--- Directions for this task ---
Copy each of the following entries word for word, keeping them in the order shown.

Entries from a data source

################

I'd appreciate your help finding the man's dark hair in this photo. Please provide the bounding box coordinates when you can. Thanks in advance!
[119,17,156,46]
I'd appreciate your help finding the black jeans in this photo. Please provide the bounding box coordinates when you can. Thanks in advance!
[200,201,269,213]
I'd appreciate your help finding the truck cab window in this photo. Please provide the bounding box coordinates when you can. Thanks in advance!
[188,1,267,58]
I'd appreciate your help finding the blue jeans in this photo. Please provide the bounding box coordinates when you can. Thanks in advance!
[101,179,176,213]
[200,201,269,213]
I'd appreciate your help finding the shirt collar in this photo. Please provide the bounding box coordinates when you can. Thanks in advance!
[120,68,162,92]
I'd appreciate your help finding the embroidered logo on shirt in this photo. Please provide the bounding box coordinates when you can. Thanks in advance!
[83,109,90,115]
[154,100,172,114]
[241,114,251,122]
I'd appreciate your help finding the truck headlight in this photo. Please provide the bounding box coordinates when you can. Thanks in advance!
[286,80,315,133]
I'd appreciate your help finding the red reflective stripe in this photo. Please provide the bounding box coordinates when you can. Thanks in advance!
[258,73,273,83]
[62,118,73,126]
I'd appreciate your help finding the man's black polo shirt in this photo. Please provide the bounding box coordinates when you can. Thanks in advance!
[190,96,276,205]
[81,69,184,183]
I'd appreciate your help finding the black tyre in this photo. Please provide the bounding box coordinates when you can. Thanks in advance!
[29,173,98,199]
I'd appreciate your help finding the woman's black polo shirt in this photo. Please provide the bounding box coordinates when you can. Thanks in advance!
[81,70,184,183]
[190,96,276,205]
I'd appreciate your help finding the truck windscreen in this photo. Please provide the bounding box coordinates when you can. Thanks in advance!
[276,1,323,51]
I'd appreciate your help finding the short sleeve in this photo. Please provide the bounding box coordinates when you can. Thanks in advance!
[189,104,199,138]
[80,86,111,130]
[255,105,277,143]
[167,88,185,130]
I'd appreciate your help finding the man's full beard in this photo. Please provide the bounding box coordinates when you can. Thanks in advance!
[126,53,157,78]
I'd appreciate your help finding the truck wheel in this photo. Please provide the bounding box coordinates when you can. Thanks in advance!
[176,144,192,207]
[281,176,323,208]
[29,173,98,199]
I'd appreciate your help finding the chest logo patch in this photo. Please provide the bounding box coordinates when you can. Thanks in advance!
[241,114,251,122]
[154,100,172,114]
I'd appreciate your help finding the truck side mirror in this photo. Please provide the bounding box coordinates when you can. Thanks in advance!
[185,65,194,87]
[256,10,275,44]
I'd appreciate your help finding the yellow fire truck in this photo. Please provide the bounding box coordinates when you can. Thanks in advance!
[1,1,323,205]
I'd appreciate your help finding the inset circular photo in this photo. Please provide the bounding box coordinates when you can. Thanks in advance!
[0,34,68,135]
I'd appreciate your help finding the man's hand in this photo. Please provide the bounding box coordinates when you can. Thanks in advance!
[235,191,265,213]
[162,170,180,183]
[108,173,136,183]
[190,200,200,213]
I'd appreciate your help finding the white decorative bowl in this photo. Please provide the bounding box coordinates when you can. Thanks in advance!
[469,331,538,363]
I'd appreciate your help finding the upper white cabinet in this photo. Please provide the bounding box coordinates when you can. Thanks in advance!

################

--- Completed exercise ---
I'd appreciate your help finding the man's dark hair in this photo. Please provide the bounding box coordinates when you can. Thanks in advance!
[119,17,156,46]
I'd appreciate your help finding the black jeans in this photo. Please provide the bounding box coordinates when you can. Thanks in advance!
[200,201,269,213]
I'd appreciate your help finding the truck cab window in this photo. Please provide the bounding box coordinates when you can. Thanks in advance!
[188,1,267,58]
I'd appreciate your help finding the blue jeans in this photo. Please provide the bounding box coordinates when you can. Thanks in advance!
[101,179,176,213]
[200,201,269,213]
I'd appreciate your help finding the shirt collar in this photo. Please provide the bounding box coordinates when you can. Thanks in advance!
[120,68,162,92]
I'd appreciate your help finding the embroidered logo on shirt in this photo. Please provide the bounding box coordinates when you can. Thanks in advance!
[83,109,90,115]
[154,100,172,114]
[241,114,251,122]
I'd appreciate your help finding the truck headlight in this photo. Please provide the bounding box coordinates when you can. Thanks in advance!
[286,80,315,133]
I'd appreciate your help finding the red reflective stripe in this photo. Please provide the bounding box coordinates when you can. Thanks in advance!
[258,73,273,83]
[62,118,73,126]
I'd appreciate your help finding the man's black polo shirt in this photo. Please provide the bounding box coordinates when you can. Thanks in advance!
[190,96,276,205]
[81,69,184,183]
I'd appreciate your help finding the black tyre in this photo. Please provide the bounding box coordinates when you can. Thanks in advance!
[29,173,98,199]
I'd appreciate your help finding the woman's black polo shirt in this photo. Please provide the bounding box coordinates when you can. Thanks in advance!
[81,70,184,183]
[190,96,276,205]
I'd appreciate your help finding the truck windscreen in this photo. Please provide the bounding box coordinates when you can. Thanks in advance!
[276,1,323,51]
I'd appreciate your help finding the short sleeve in this photo. Please provide the bounding box coordinates when you can. Thanks in advance!
[189,104,199,138]
[80,86,111,130]
[255,105,277,143]
[167,88,185,130]
I'd appreciate your help finding the man's full beard in this photo. Please provide the bounding box coordinates when you can. Thanks in advance!
[126,53,157,78]
I'd appreciate your help finding the truck wheel in this photo. Please provide the bounding box coordinates when you can. Thanks in advance!
[176,144,192,207]
[281,176,323,208]
[29,173,98,199]
I'd appreciate your help finding the chest logo patch in this photo. Please provide the bounding box coordinates when you can. Thanks in advance!
[241,114,251,122]
[154,100,172,114]
I'd appreciate your help finding the truck side mirror in this photo. Please provide the bounding box coordinates when you can. Thanks in advance!
[185,65,194,87]
[256,10,275,44]
I'd appreciate your help finding the yellow fire truck in this photo. Please provide the bounding box coordinates when you can. Thanks in advance!
[1,1,323,205]
I'd appreciate your help finding the inset circular photo in this photo. Please provide the bounding box coordinates when you can. Thanks in advance!
[0,34,68,135]
I'd appreciate your help finding the man's hand in this photo. Please provide the bounding box coordinates when you can. Thanks in advance!
[235,191,265,213]
[162,170,180,183]
[108,173,136,183]
[190,200,200,213]
I'd appreciate your help finding the white decorative bowl in this photo. Please provide the bounding box coordinates when you can. Thanks in advance!
[469,331,538,363]
I'd appreciate your help finding the upper white cabinet in this photo. Please provide the bounding box coordinates when you can. Thanks in advance!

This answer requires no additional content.